What you need to do: Can you gather every line in the entries below that contains the word "fringed" and copy each of those lines in full?

───── Dataset records

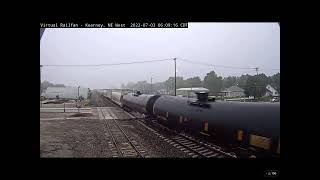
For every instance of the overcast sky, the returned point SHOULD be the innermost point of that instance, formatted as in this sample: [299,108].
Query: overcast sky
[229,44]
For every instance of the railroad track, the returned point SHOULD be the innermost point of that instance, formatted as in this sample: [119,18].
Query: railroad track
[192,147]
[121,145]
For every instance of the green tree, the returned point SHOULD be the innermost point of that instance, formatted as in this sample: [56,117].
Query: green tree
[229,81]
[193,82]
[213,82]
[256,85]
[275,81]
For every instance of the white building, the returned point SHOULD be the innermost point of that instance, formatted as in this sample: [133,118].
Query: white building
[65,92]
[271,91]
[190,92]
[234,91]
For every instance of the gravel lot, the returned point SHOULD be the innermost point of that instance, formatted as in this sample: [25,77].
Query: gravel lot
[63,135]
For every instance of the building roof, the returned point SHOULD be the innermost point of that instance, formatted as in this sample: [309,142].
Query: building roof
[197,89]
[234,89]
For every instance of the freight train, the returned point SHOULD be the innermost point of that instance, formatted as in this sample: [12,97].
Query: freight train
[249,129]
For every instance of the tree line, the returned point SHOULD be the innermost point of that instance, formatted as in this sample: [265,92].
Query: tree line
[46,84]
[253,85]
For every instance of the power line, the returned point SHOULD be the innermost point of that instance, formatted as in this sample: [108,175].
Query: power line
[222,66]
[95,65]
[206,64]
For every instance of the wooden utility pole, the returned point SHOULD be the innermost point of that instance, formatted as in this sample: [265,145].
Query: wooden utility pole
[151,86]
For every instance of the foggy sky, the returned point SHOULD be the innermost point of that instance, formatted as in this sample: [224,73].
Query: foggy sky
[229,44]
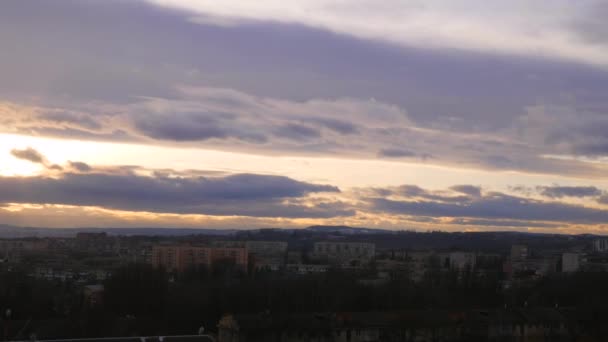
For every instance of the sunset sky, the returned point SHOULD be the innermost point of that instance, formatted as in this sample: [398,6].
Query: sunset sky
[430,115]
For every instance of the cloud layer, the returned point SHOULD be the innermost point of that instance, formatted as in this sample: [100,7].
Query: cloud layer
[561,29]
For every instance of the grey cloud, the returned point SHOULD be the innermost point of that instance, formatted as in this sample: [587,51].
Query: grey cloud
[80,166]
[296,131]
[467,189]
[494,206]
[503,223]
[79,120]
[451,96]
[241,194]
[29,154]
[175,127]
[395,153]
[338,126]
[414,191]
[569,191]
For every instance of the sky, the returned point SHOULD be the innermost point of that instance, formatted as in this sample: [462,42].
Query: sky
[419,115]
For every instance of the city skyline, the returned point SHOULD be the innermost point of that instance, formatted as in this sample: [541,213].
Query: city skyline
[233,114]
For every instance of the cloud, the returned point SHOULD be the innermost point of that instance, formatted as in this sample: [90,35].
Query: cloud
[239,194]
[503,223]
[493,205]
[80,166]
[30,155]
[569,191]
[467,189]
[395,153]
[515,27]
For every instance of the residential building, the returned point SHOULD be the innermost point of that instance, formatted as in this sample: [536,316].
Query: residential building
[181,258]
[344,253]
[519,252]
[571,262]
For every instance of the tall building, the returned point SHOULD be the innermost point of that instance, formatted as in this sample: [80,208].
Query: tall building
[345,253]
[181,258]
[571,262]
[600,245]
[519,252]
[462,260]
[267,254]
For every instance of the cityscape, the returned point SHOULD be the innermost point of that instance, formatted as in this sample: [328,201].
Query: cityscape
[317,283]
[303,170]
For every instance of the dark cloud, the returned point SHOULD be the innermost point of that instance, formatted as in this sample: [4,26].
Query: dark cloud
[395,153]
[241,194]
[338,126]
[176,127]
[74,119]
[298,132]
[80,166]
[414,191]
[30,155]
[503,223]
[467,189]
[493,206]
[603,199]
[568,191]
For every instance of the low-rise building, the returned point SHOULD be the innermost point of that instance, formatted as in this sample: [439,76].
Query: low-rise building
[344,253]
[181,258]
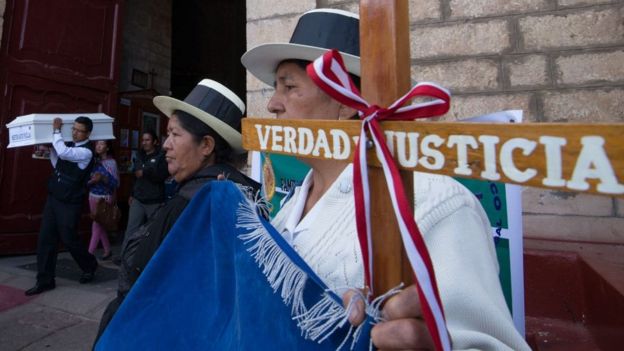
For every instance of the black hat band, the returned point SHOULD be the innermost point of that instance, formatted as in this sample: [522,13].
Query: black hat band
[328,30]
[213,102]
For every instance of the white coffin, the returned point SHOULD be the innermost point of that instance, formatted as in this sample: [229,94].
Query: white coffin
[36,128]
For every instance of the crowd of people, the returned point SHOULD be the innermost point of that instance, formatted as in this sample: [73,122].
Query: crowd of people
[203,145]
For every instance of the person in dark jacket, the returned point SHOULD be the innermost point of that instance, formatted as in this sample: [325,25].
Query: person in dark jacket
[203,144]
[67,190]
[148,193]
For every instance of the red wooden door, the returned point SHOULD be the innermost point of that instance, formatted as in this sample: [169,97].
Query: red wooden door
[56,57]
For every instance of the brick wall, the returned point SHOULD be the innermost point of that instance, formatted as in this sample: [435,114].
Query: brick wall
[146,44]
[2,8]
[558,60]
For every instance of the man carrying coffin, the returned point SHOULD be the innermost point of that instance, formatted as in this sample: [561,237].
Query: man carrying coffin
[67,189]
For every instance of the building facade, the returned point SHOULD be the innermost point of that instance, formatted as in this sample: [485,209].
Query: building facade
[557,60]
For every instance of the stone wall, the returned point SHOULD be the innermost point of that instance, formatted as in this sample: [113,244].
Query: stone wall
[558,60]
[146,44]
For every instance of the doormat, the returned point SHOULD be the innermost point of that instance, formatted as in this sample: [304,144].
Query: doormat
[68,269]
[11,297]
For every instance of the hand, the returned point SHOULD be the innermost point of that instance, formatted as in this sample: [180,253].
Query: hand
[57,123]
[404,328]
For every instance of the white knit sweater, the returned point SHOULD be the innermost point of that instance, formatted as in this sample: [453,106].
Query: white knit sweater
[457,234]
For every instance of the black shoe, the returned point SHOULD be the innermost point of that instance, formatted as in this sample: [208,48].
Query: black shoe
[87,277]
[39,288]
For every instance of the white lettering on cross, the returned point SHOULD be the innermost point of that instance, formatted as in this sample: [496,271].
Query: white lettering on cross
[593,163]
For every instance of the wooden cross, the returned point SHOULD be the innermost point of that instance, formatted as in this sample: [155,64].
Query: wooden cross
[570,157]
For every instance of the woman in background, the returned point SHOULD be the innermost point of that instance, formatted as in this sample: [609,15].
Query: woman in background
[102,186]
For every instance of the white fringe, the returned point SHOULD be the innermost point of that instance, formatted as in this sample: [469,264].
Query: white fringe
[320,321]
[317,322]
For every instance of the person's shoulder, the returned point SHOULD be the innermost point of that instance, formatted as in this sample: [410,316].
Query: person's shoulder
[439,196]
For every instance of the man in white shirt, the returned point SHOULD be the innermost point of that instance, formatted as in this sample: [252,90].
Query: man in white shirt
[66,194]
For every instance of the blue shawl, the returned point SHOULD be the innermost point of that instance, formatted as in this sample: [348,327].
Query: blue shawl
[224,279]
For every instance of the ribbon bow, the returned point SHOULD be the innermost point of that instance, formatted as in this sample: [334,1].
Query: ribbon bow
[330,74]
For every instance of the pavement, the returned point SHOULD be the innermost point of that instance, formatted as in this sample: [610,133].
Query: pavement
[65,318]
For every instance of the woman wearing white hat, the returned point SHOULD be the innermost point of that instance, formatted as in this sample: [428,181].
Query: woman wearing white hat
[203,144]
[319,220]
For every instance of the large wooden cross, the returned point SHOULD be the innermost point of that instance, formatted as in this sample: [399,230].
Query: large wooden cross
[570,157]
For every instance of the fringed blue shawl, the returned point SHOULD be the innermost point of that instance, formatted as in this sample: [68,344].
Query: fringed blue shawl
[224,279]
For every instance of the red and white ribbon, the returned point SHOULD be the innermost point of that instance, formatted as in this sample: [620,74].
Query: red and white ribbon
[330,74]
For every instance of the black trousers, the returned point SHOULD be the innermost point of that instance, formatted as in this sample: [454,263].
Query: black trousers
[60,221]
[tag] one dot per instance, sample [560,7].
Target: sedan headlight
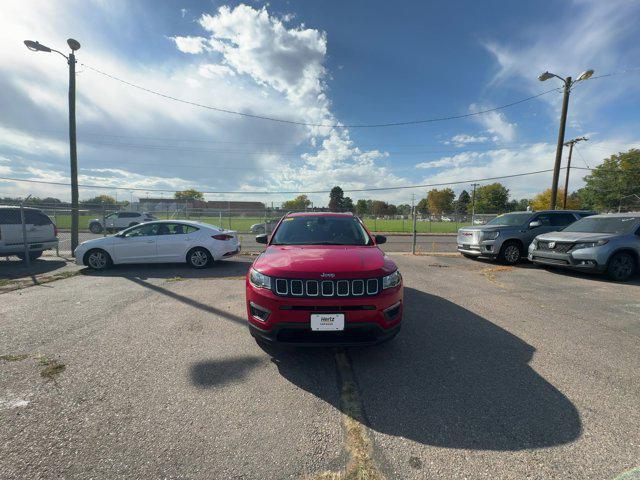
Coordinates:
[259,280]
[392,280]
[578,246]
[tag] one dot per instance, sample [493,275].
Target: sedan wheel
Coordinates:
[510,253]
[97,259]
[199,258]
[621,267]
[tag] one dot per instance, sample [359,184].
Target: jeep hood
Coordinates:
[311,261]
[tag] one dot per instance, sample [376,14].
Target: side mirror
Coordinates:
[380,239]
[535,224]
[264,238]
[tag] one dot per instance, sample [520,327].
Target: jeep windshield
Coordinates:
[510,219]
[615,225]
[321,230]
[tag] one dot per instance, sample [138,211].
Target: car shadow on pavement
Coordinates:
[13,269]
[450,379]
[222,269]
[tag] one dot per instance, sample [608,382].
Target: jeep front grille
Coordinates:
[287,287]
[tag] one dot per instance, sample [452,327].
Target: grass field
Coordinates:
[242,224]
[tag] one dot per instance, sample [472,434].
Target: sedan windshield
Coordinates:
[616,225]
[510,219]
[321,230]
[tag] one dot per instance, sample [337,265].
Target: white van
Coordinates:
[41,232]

──────────
───── Dataset records

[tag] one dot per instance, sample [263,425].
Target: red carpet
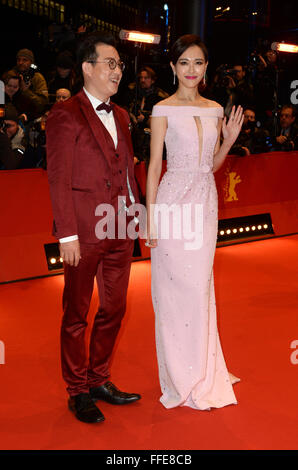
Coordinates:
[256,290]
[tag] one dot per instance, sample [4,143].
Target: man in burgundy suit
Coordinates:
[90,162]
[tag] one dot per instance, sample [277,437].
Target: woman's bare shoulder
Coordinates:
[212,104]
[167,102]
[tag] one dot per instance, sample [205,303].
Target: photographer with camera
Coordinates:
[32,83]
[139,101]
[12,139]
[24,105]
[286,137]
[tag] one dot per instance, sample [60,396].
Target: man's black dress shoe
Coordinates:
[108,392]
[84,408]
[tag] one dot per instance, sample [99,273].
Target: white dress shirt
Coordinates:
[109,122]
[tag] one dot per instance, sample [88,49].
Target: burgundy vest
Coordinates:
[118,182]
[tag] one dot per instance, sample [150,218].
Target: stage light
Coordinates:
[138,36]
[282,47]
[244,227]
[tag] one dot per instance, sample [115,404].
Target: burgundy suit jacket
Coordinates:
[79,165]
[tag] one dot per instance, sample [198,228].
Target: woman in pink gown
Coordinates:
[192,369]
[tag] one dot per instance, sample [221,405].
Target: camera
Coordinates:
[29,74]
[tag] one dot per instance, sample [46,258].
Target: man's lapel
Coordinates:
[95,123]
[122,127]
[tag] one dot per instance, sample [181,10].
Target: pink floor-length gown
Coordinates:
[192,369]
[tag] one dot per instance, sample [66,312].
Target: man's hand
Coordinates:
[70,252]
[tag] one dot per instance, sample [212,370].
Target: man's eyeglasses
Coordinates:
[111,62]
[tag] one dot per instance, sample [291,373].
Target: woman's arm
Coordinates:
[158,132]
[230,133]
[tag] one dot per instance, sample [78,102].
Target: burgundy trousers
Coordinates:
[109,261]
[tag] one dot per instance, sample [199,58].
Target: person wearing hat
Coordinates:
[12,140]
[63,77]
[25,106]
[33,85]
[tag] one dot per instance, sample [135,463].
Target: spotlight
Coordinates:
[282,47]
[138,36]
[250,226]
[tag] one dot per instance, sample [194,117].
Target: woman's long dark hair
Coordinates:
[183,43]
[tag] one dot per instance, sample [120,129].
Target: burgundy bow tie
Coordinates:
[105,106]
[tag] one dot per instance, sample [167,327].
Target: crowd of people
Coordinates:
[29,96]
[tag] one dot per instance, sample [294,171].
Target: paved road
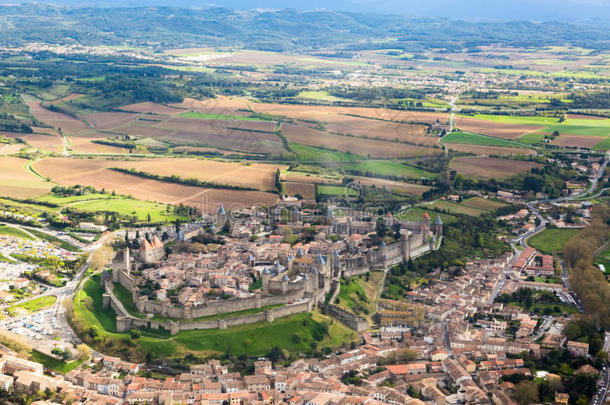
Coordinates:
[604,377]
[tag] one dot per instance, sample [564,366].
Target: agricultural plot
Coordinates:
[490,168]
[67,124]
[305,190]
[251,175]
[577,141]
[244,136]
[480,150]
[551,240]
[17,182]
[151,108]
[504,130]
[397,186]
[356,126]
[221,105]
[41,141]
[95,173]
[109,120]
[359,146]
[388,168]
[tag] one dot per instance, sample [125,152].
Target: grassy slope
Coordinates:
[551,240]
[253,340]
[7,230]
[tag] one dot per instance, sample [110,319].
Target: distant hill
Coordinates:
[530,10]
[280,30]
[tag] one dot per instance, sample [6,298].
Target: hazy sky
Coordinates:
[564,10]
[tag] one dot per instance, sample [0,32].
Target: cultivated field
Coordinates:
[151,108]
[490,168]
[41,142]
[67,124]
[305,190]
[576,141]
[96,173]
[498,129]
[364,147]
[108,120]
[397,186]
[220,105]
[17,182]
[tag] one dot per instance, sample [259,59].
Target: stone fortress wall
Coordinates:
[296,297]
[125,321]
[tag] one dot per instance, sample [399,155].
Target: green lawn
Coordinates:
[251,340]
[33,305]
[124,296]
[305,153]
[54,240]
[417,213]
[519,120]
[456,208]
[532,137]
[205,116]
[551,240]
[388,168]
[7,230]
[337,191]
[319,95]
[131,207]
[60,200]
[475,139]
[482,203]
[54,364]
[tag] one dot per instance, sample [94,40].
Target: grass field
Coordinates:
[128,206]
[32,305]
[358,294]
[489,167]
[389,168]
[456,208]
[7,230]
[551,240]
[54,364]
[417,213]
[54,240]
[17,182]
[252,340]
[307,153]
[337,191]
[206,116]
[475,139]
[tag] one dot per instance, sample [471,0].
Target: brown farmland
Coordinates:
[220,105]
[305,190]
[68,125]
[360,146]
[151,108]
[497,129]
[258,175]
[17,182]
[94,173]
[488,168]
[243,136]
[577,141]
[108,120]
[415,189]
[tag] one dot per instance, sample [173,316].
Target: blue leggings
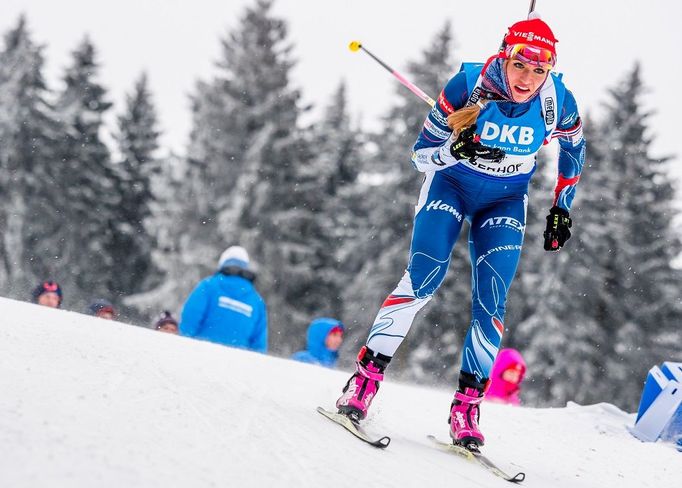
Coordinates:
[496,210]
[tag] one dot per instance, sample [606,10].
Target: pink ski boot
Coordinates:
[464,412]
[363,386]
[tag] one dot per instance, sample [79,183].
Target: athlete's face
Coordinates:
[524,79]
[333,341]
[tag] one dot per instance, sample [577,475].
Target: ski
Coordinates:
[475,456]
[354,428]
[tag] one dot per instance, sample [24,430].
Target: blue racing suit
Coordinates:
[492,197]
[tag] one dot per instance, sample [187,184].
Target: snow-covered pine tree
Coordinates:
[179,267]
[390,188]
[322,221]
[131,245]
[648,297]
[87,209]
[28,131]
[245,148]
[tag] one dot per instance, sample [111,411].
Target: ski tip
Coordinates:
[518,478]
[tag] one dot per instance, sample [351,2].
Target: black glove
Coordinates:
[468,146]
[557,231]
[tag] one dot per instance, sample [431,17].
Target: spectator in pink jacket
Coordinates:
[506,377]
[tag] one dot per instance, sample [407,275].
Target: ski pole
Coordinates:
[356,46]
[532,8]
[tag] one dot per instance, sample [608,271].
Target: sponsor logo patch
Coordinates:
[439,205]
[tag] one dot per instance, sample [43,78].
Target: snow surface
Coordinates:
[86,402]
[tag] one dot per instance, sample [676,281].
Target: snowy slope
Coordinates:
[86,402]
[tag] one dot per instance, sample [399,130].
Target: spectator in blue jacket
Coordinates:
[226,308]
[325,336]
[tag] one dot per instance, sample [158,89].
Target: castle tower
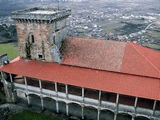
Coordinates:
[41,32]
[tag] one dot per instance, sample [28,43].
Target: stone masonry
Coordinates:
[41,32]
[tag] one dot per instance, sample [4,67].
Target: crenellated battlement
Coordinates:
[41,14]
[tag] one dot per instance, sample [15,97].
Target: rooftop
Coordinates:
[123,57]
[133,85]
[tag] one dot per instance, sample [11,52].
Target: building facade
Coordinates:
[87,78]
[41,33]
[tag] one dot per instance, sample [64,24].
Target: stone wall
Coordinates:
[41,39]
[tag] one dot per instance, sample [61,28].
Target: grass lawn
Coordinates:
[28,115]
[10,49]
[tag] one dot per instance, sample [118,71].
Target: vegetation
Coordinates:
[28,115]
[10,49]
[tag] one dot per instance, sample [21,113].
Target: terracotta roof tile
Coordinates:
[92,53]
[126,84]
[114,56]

──────────

Solution to this task:
For every instance of the fringed blue shawl, the returned point SHOULD be the innermost point of that instance, formatted as in this sample: [68,344].
Query: fringed blue shawl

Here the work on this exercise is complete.